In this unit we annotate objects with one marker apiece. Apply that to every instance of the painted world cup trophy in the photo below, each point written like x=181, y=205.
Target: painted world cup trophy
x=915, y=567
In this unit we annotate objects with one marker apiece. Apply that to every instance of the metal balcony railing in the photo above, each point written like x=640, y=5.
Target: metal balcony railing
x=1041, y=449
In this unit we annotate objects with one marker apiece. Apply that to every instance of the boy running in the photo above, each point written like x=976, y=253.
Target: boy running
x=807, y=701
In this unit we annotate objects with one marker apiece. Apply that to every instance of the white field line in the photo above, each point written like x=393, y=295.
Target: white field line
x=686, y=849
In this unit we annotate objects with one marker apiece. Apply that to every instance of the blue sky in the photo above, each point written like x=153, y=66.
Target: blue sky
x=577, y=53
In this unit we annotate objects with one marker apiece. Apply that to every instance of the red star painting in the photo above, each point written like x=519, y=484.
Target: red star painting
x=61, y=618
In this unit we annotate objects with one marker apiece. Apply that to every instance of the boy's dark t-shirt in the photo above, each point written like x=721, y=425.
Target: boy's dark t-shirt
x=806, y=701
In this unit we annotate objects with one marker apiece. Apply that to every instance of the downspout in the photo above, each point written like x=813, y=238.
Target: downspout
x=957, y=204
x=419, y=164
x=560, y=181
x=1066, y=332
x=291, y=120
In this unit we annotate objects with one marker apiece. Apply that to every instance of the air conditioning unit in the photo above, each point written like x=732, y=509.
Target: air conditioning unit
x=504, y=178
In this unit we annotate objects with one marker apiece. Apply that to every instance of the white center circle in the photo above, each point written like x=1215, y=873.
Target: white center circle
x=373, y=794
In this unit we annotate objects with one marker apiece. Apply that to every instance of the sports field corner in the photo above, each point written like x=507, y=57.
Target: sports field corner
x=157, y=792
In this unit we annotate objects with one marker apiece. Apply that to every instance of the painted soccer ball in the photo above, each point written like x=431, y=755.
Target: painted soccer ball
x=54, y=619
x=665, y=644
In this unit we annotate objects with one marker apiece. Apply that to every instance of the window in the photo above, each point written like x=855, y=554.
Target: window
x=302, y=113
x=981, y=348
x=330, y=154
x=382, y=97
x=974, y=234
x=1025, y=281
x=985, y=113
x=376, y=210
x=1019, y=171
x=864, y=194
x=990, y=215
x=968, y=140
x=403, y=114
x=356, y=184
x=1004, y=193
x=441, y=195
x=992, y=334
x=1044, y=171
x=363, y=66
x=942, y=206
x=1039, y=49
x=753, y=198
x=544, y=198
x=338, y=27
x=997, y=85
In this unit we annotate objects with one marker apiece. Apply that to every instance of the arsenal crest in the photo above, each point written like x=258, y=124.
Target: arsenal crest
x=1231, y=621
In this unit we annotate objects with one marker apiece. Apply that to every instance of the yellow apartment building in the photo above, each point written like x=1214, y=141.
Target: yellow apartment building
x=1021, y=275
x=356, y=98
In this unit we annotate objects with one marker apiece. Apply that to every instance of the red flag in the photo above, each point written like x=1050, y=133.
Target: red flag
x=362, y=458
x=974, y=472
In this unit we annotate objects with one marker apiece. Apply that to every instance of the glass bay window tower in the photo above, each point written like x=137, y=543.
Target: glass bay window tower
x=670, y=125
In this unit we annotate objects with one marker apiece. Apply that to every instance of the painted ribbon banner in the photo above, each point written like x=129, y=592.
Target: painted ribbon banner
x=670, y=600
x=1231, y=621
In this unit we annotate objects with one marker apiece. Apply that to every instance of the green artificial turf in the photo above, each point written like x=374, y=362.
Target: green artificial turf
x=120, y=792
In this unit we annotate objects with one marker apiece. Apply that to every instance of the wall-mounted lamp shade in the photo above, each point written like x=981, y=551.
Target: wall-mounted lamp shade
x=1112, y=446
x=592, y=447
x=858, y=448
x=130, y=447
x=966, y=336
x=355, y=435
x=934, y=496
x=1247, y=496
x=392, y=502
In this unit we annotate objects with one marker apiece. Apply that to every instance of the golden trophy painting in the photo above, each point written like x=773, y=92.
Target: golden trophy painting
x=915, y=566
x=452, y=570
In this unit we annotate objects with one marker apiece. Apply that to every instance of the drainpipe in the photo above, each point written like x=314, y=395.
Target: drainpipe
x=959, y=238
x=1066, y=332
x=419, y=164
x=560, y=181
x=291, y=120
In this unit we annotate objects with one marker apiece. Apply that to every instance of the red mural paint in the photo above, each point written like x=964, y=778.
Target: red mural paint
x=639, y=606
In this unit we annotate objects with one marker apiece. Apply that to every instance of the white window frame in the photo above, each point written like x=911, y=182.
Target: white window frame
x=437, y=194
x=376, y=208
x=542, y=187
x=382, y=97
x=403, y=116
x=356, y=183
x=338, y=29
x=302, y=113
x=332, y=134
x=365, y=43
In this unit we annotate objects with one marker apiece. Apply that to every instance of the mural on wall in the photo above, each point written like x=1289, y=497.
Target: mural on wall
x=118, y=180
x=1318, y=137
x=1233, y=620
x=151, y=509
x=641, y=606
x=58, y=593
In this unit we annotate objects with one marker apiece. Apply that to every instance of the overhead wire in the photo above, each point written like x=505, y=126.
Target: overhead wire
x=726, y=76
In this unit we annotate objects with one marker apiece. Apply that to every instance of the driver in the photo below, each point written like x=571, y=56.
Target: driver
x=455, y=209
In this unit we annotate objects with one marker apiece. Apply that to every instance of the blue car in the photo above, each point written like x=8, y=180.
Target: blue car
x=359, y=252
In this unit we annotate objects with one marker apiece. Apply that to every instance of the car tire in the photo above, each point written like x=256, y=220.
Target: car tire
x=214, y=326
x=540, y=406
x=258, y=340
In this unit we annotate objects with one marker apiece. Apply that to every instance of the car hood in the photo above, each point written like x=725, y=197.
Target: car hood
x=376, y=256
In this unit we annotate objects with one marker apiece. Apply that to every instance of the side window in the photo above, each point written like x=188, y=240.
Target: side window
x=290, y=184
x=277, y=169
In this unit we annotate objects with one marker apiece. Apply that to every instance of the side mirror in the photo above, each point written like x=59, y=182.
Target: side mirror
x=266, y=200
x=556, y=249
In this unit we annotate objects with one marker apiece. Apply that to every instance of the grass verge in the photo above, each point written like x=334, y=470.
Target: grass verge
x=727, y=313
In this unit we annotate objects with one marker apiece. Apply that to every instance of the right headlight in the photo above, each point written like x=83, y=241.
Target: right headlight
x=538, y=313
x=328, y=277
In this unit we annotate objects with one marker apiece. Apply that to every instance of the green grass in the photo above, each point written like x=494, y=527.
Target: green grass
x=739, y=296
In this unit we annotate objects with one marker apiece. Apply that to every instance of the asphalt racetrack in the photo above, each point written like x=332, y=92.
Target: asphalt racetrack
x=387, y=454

**WORK TO DO**
Please render all of the lines above as a Markdown table with two columns, Row and Line, numbering each row and leaving out any blank lines.

**ANSWER TO THE TASK**
| Row | Line |
|---|---|
| 1 | In this unit we annotate objects with one marker apiece. Apply that to every instance of the painted world cup trophy in the photo below, each point written like x=181, y=205. |
| 2 | Target: painted world cup trophy |
| 3 | x=915, y=567 |
| 4 | In this unit we annotate objects with one marker apiece. Apply that to every instance of the metal balcony railing in the photo above, each point written like x=640, y=5. |
| 5 | Target: metal balcony railing |
| 6 | x=1041, y=449 |
| 7 | In this unit we annotate objects with one marker apiece. Apply that to every instance of the boy running in the photo above, each point written like x=976, y=253. |
| 8 | Target: boy running |
| 9 | x=807, y=701 |
| 10 | In this unit we annotate objects with one marker apiece. Apply that to every instance of the white field line in the photo above, each point written like x=393, y=295. |
| 11 | Target: white field line |
| 12 | x=686, y=849 |
| 13 | In this unit we annotate objects with one marker apiece. Apply that to every instance of the blue sky in the photo above, each point written like x=153, y=66. |
| 14 | Target: blue sky |
| 15 | x=577, y=53 |
| 16 | In this unit we annotate objects with one marker apiece. Apply that to every instance of the red star painting in the photo above, each point written like x=519, y=484. |
| 17 | Target: red star painting |
| 18 | x=61, y=618 |
| 19 | In this unit we annotate objects with one marker apiece. Apply that to every instance of the boy's dark t-shirt in the photo above, each point written like x=721, y=425. |
| 20 | Target: boy's dark t-shirt |
| 21 | x=806, y=701 |
| 22 | In this unit we annotate objects with one marker apiece. Apply that to every instance of the downspout in the photo above, each point written like x=813, y=238. |
| 23 | Target: downspout |
| 24 | x=957, y=204 |
| 25 | x=419, y=164 |
| 26 | x=560, y=181 |
| 27 | x=1066, y=332 |
| 28 | x=291, y=120 |
| 29 | In this unit we annotate objects with one marker apiece. Apply that to every instance of the air conditioning unit in the photo above, each point written like x=732, y=509. |
| 30 | Target: air conditioning unit |
| 31 | x=504, y=178 |
| 32 | In this unit we annotate objects with one marker apiece. Apply that to every instance of the white center circle in the photo above, each point written like x=1215, y=873. |
| 33 | Target: white center circle |
| 34 | x=373, y=794 |
| 35 | In this unit we annotate objects with one marker apiece. Apply that to every instance of the sports field corner in the photo above, each point written like x=507, y=57. |
| 36 | Target: sports field corner |
| 37 | x=157, y=792 |
| 38 | In this unit we annotate objects with one marker apiece. Apply that to every instance of the painted soccer ball in the photo above, each point written like x=431, y=755. |
| 39 | Target: painted soccer ball |
| 40 | x=54, y=619 |
| 41 | x=665, y=644 |
| 42 | In this unit we annotate objects with one marker apiece. Apply that to every instance of the window in the photo above, each point written like x=855, y=554. |
| 43 | Target: window |
| 44 | x=302, y=113 |
| 45 | x=981, y=348 |
| 46 | x=330, y=154 |
| 47 | x=382, y=97 |
| 48 | x=974, y=234 |
| 49 | x=1025, y=281 |
| 50 | x=985, y=113 |
| 51 | x=376, y=210 |
| 52 | x=1019, y=171 |
| 53 | x=864, y=194 |
| 54 | x=990, y=215 |
| 55 | x=968, y=140 |
| 56 | x=403, y=114 |
| 57 | x=356, y=184 |
| 58 | x=1004, y=193 |
| 59 | x=441, y=195 |
| 60 | x=992, y=334 |
| 61 | x=1044, y=171 |
| 62 | x=363, y=66 |
| 63 | x=942, y=206 |
| 64 | x=1039, y=49 |
| 65 | x=753, y=198 |
| 66 | x=544, y=198 |
| 67 | x=338, y=27 |
| 68 | x=997, y=85 |
| 69 | In this unit we annotate objects with one marker apiece. Apply that to every instance of the arsenal crest in the photo above, each point written like x=258, y=124. |
| 70 | Target: arsenal crest |
| 71 | x=1231, y=621 |
| 72 | In this unit we annotate objects with one marker apiece. Apply that to every instance of the yellow apartment building in the photo above, each point written like x=1214, y=141. |
| 73 | Target: yellow apartment building |
| 74 | x=1021, y=275 |
| 75 | x=356, y=98 |
| 76 | In this unit we annotate objects with one marker apiece. Apply that to every instance of the red flag in the photo above, each point written like x=1050, y=133. |
| 77 | Target: red flag |
| 78 | x=362, y=458 |
| 79 | x=974, y=472 |
| 80 | In this unit we annotate objects with one marker apiece. Apply that to every instance of the glass bay window tower in the photo above, each point written like x=137, y=543. |
| 81 | Target: glass bay window tower |
| 82 | x=670, y=125 |
| 83 | In this unit we annotate objects with one marker apiece. Apply that to every instance of the painted ribbon banner in the photo above, each point written like x=129, y=592. |
| 84 | Target: painted ribbon banner |
| 85 | x=670, y=600 |
| 86 | x=1231, y=621 |
| 87 | In this unit we annotate objects with one marker apiece. Apply that to every instance of the green artificial turf in the photo above, each point written like x=374, y=362. |
| 88 | Target: green artificial turf |
| 89 | x=120, y=792 |
| 90 | In this unit we annotate objects with one marker apiece. Apply that to every instance of the wall-mounted lamp shade in the photo above, each point written like x=981, y=551. |
| 91 | Target: wall-mounted lamp shade |
| 92 | x=1112, y=446 |
| 93 | x=592, y=447 |
| 94 | x=858, y=448 |
| 95 | x=130, y=447 |
| 96 | x=966, y=336 |
| 97 | x=355, y=435 |
| 98 | x=934, y=496 |
| 99 | x=1247, y=496 |
| 100 | x=392, y=502 |
| 101 | In this unit we annotate objects with one marker apiece. Apply that to every instance of the golden trophy painting in the photo above, each point written like x=773, y=92. |
| 102 | Target: golden trophy painting |
| 103 | x=915, y=566 |
| 104 | x=452, y=570 |
| 105 | In this unit we annotate objects with one marker apiece. Apply that to every instance of the drainpipe in the photo above, each point written like x=314, y=395. |
| 106 | Target: drainpipe |
| 107 | x=959, y=238 |
| 108 | x=1066, y=332 |
| 109 | x=419, y=164 |
| 110 | x=560, y=181 |
| 111 | x=291, y=120 |
| 112 | In this unit we annotate objects with one marker apiece. Apply that to every instance of the red mural paint in the photo above, each point written like x=964, y=778. |
| 113 | Target: red mural paint |
| 114 | x=639, y=606 |
| 115 | In this unit we annotate objects with one marker apiece. Apply that to every instance of the white window frame in the photo above, each point written like x=911, y=182. |
| 116 | Target: white window frame |
| 117 | x=437, y=194 |
| 118 | x=376, y=208 |
| 119 | x=542, y=187 |
| 120 | x=382, y=97 |
| 121 | x=403, y=116 |
| 122 | x=356, y=183 |
| 123 | x=338, y=29 |
| 124 | x=302, y=113 |
| 125 | x=332, y=134 |
| 126 | x=365, y=43 |
| 127 | In this unit we annotate objects with one marker apiece. Apply that to every instance of the mural on wall in the photo above, each point written like x=1289, y=497. |
| 128 | Target: mural on wall |
| 129 | x=118, y=180 |
| 130 | x=1318, y=137 |
| 131 | x=1233, y=620 |
| 132 | x=151, y=509 |
| 133 | x=641, y=606 |
| 134 | x=58, y=593 |
| 135 | In this unit we annotate objects with one marker apiece. Apply that to every instance of the overhead wire in the photo above, each point written like x=505, y=126. |
| 136 | Target: overhead wire |
| 137 | x=726, y=76 |
| 138 | In this unit we annotate objects with one marker apiece. Apply that to every instance of the driver in the photo below, each point written like x=571, y=56. |
| 139 | Target: driver |
| 140 | x=455, y=209 |
| 141 | In this unit we annotate objects with one marker apiece. Apply that to every instance of the blue car in the photo above, each point written like x=8, y=180. |
| 142 | Target: blue car |
| 143 | x=359, y=252 |
| 144 | In this unit we annotate objects with one marker apiece. Apply that to every instance of the car tire in the photo above, each point written like x=256, y=220. |
| 145 | Target: car tire |
| 146 | x=214, y=326 |
| 147 | x=540, y=406 |
| 148 | x=258, y=340 |
| 149 | In this unit we annotate objects with one marker apiece. Apply that to every instance of the car hood in the photo above, each point written like x=725, y=197. |
| 150 | Target: car hood |
| 151 | x=376, y=256 |
| 152 | In this unit we annotate objects with one marker apiece. Apply that to every instance of the side window in the photo above, each point written like x=188, y=240. |
| 153 | Target: side window |
| 154 | x=290, y=184 |
| 155 | x=277, y=169 |
| 156 | In this unit we annotate objects with one marker apiece. Apply that to every instance of the side mirror in the photo above, each point written like x=59, y=182. |
| 157 | Target: side mirror |
| 158 | x=266, y=200 |
| 159 | x=556, y=249 |
| 160 | In this unit we annotate objects with one marker apiece. Apply that to every instance of the grass verge in the photo above, each point written like x=334, y=470. |
| 161 | Target: grass verge |
| 162 | x=727, y=313 |
| 163 | In this unit we annotate objects with one marker apiece. Apply that to every instance of the right headlight in the photo above, each point written like x=83, y=241. |
| 164 | Target: right headlight |
| 165 | x=538, y=313 |
| 166 | x=328, y=277 |
| 167 | In this unit we annotate objects with one marker apiece. Apply that to every instance of the green grass in the photo above, each point written like x=494, y=527. |
| 168 | Target: green grass |
| 169 | x=739, y=296 |
| 170 | In this unit we annotate objects with one marker apiece. Apply that to every instance of the asphalt racetrack in the photo above, each point written like x=332, y=92. |
| 171 | Target: asphalt racetrack |
| 172 | x=387, y=454 |